======== ARTIKEL

Santriwati Korban Rudapaksa Guru Pesantren Herry Wirawan 21 Orang, Tersebar di 4 Daerah Ini

Santriwati korban rudakpaksa yang dilakukan guru pesantren Herry Wirawan jadi 21 orang, tersebar di berbagai daerah di Jabar.

Penulis: Sidqi Al Ghifari | Editor: Mega Nugraha
Kolase (Istimewa dan Tribunjabar.id/Cipta Permana)
Terungkap nasib miris para santriwati di pesantren yang diasuh Herry Wirawan. Mereka ternyata kerap diminta jadi kuli bangunan. 

Laporan Wartawan Tribun Jabar, Sidqi Al Ghifari

TRIBUNJABAR.ID, GARUT - Santriwati korban rudakpaksa yang dilakukan guru pesantren Herry Wirawan ternyata tersebar di berbagai daerah di Jabar.

Sebelum peristiwa tersebut muncul ke publik ternyata jumlah santriwati yang menjadi saksi sebanyak 21 orang. Dari jumlah tersebut, 5 orang menjadi saksi, 16 orang lainnya menjadi saksi sekaligus korban. 

Korban berasal dari berbagai daerah seperti Garut, Bandung, Tasikmalaya dan Cimahi. Jumlah korban yang paling banyak berasal dari Kabupaten Garut, 11 orang, 8 diantaranya melahirkan bayi, bahkan ada yang sudah 2 kali melahirkan.

================
======== BARIS DATA

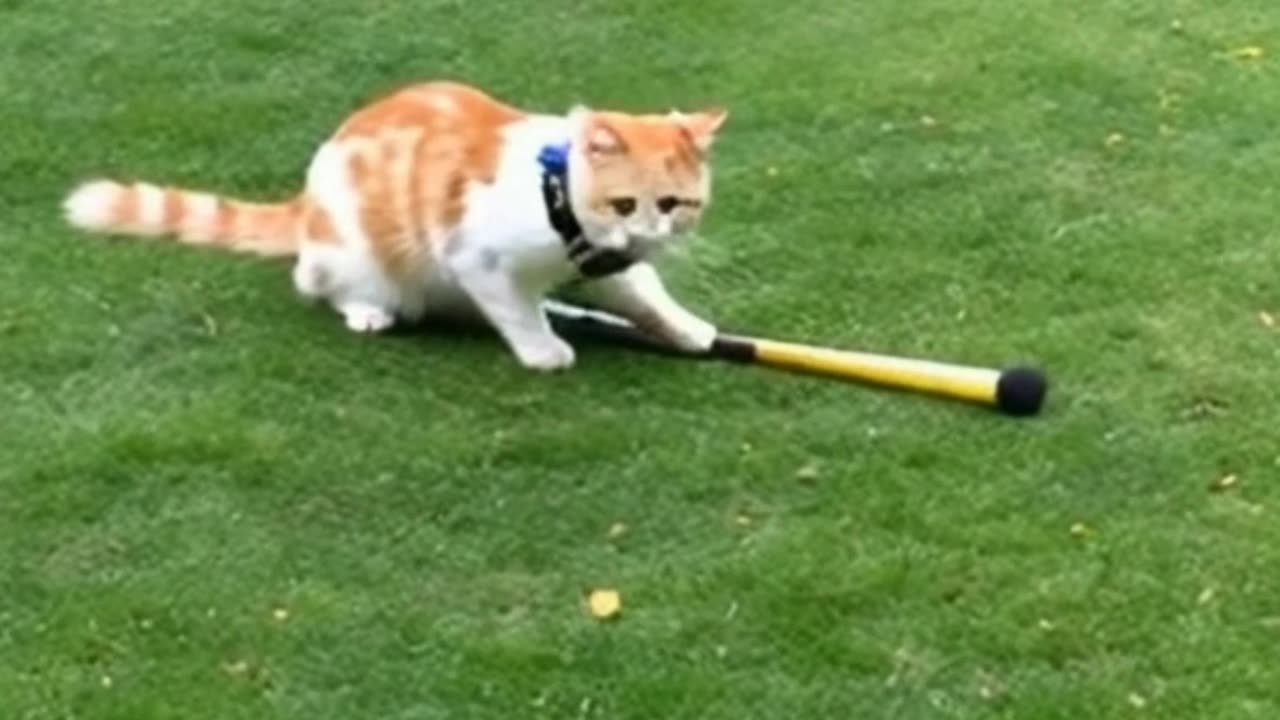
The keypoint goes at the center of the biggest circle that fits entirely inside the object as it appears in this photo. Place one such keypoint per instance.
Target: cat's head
(641, 180)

================

▸ **SOAL**
Lanjutkan artikel tentang santriwati korban guru pesantren Herry Wirawan, mulai setelah kalimat terakhirnya.

▸ **HASIL**
Baca juga: 12 Santri Korban Herry Wirawan Seperti Dirahasiakan, Nurul: Tahu Dari Dulu, Kenapa Tak Diungkap?

Korban secara resmi melapor ke Polda Jabar pada tanggal 18 Mei 2021 dengan nomor laporan LBP/480/V/2021/Jawa Barat.

"Bukan hanya orang Garut ada orang Cimahi, Bandung semuanya ada 21 (5 saksi, 16 saksi korban)," ujar Ketua P2TP2A Kabupaten Garut, Diah Kurniasari saat jumpa pers, Kamis (9/12/2021) di Kantor P2TP2A Garut.

Aksi bejat Herry Wirawan pertama kali terbongkar oleh orangtua santriwati yang merasa curiga dengan adanya perubahan dari cara berjalan korban.

Saat ini korban sedang menjalani persidangan di Pengadilan Negeri Bandung. Keluarga korban berharap pelaku bisa dihukum maksimal hukuman mati dan kebiri.

Beberapa korban saat ini kondisinya perlahan mulai membaik, namun beberapa diantaranya masih ada yang depresi hingga enggan untuk kembali bersekolah.

Baca juga: Santriwati Garut korban Herry Wirawan Tiap Hari Disuruh Bikin Proposal, Duitnya Dipakai ke Hotel

Aksi bejat Herry Wirawan dalam merudapaksa santrinya diungkap oleh pengacara korban.

Pelaku ternyata punya cara untuk meluluhkan korban dengan cara membisikkan sesuatu ke telinga korban saat hendak diajak melakukan perbuatan haram.

"Kalau menurut keterangan dari anak-anak. Mereka itu awalnya menolak, tapi setelah si pelaku itu memberikan bisikan di telinga, korban jadi mau. Ada bisikan ke telinga korban dari pelaku setiap mau melakukan itu," ujar Yudi Kurnia saat di wawancarai Tribunjabar.id, Jumat (10/12/2021) di Kantor LBH Serikat Petani Pasundan.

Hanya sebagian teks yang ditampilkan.